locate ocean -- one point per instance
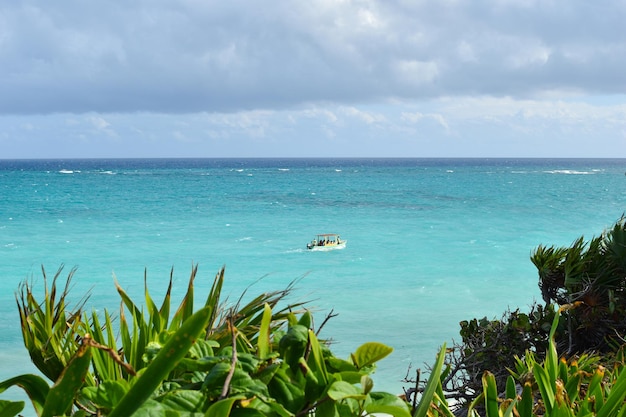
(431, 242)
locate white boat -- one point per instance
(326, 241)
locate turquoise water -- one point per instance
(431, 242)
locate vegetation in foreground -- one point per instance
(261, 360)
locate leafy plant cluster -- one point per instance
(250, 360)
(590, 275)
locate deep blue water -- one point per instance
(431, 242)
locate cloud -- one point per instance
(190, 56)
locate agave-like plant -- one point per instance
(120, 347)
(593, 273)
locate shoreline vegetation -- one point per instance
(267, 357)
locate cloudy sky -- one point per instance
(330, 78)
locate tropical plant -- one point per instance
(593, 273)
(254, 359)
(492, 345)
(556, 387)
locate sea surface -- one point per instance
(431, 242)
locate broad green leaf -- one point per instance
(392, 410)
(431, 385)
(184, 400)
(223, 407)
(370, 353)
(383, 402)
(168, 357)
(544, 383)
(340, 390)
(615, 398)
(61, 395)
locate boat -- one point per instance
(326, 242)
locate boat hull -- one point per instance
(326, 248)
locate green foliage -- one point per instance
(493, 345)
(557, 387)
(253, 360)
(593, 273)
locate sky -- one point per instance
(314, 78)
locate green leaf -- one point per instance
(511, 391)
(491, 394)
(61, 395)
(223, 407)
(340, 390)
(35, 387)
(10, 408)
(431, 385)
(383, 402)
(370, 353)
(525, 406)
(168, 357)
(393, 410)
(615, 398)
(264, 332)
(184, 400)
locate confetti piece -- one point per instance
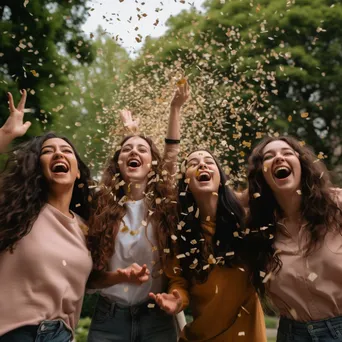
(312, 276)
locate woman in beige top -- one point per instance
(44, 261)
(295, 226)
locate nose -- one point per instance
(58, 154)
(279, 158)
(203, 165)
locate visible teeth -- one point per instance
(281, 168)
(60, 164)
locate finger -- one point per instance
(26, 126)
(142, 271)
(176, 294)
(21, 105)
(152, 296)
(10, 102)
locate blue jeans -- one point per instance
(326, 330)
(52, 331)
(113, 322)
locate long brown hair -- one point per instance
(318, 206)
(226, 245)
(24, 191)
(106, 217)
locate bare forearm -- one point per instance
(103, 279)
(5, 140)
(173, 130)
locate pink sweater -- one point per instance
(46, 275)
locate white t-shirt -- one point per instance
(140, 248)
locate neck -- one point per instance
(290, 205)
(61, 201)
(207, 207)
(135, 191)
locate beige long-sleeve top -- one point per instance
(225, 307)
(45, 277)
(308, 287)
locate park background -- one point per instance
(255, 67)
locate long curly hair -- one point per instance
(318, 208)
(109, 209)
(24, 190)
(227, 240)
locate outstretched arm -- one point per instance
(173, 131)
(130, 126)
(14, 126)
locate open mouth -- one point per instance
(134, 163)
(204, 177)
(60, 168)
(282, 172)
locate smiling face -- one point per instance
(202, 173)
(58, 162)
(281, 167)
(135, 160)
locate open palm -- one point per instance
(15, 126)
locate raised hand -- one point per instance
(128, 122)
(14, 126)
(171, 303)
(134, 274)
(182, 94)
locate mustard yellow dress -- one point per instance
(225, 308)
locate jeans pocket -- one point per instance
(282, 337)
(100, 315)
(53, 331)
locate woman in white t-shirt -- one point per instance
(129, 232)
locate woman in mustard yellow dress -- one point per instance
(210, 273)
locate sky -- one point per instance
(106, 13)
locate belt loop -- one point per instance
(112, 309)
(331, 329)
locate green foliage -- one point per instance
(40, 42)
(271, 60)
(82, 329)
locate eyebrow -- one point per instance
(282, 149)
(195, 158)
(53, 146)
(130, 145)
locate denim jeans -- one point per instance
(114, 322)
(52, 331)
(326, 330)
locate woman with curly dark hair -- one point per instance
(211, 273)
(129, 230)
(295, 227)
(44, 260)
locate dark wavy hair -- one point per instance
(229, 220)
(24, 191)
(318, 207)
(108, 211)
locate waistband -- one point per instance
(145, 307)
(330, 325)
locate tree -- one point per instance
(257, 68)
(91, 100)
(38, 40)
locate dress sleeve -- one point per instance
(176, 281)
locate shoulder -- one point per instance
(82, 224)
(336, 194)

◆ Directions:
Each line of the records above must be repeated exactly, but no picture belongs in the copy.

◆ Exercise output:
locate ocean -- one point per instance
(431, 242)
locate white boat -- one point per instance
(326, 241)
locate turquoise water -- one point per instance
(431, 242)
locate vegetation in foreground -- one point per instance
(261, 360)
locate leafy plant cluster -- one point per instance
(250, 360)
(590, 275)
locate deep blue water -- one point per instance
(431, 242)
locate cloud -- one point per instance
(190, 56)
locate agave-like plant -- one point per instance
(120, 347)
(593, 273)
locate shoreline vegetation -- one point per instance
(267, 357)
locate cloudy sky -- one point per instance
(330, 78)
locate tropical plant -- one point per instance
(593, 273)
(254, 359)
(492, 345)
(556, 387)
locate sea surface -- one point per instance
(431, 242)
locate broad green leaf -- one point per instance
(392, 410)
(431, 385)
(184, 400)
(223, 407)
(370, 353)
(383, 402)
(168, 357)
(544, 383)
(340, 390)
(615, 398)
(61, 395)
locate boat -- one point per instance
(326, 242)
locate boat hull -- one point per instance
(326, 248)
locate green foliage -- one point per instance
(493, 345)
(557, 387)
(253, 360)
(593, 273)
locate sky -- one point per instance
(314, 78)
locate green leaf -- one point per instance
(511, 391)
(491, 394)
(61, 395)
(223, 407)
(340, 390)
(35, 387)
(10, 408)
(431, 385)
(383, 402)
(370, 353)
(525, 406)
(168, 357)
(393, 410)
(615, 398)
(264, 332)
(184, 400)
locate confetti piece -- one point per instance
(312, 276)
locate woman in beige top -- one point per instance
(44, 261)
(295, 226)
locate nose -- one point per instance
(58, 154)
(279, 158)
(203, 165)
locate visible teeth -- one point per instance
(281, 168)
(60, 164)
locate finger -- one point per instance
(26, 126)
(142, 271)
(176, 294)
(21, 105)
(152, 296)
(10, 102)
locate blue jeans -- one point per instance
(326, 330)
(52, 331)
(113, 322)
locate long brown hair -- one point per instance
(318, 206)
(226, 245)
(24, 191)
(106, 217)
locate bare forearm -- one point per instance
(103, 279)
(5, 140)
(173, 130)
locate pink sweater -- one point per instance
(46, 275)
locate white t-shirt -- one point per instance
(140, 248)
locate neck -- one point per instance
(290, 205)
(61, 201)
(207, 207)
(135, 191)
locate beige long-sleeve top -- one point per instance
(225, 307)
(45, 277)
(308, 287)
locate park background -- one point per instance
(255, 67)
locate long curly hair -- one point per instance
(318, 208)
(109, 209)
(24, 190)
(227, 240)
locate outstretched arm -- one point per instance
(173, 131)
(130, 126)
(14, 126)
locate open mouth -- one point per instance
(134, 163)
(204, 177)
(60, 168)
(282, 172)
locate smiling face -- one point per instance
(202, 173)
(58, 162)
(281, 167)
(135, 160)
locate open palm -- one point per instance
(15, 126)
locate raised hand -- one point per instance
(128, 122)
(14, 126)
(171, 303)
(134, 274)
(182, 94)
locate mustard yellow dress -- one point per instance
(225, 308)
locate jeans pocket -- one point per instance
(282, 337)
(100, 315)
(53, 331)
locate woman in white t-shirt -- one point per instance
(129, 232)
locate woman in mustard yellow dress -- one point per instance
(210, 273)
locate sky -- one point per instance
(106, 13)
locate belt loop -- one point per instance
(112, 309)
(331, 329)
locate green foliage -- one point per instance
(40, 42)
(271, 60)
(82, 329)
locate eyebrow -- one point per instance
(282, 149)
(195, 158)
(53, 146)
(130, 145)
locate denim jeans -- one point per instance
(114, 322)
(52, 331)
(326, 330)
locate woman with curly dark hair -- one point per instance
(211, 273)
(129, 230)
(295, 227)
(44, 260)
locate dark wavy hair -- one point per instance
(229, 220)
(24, 191)
(318, 207)
(108, 211)
locate waistband -- one point per instance
(145, 307)
(330, 325)
locate tree -- one point per instance
(257, 68)
(91, 100)
(38, 40)
locate dress sleeve -- one point per instance
(176, 281)
locate shoulder -- one point per instance
(82, 224)
(336, 194)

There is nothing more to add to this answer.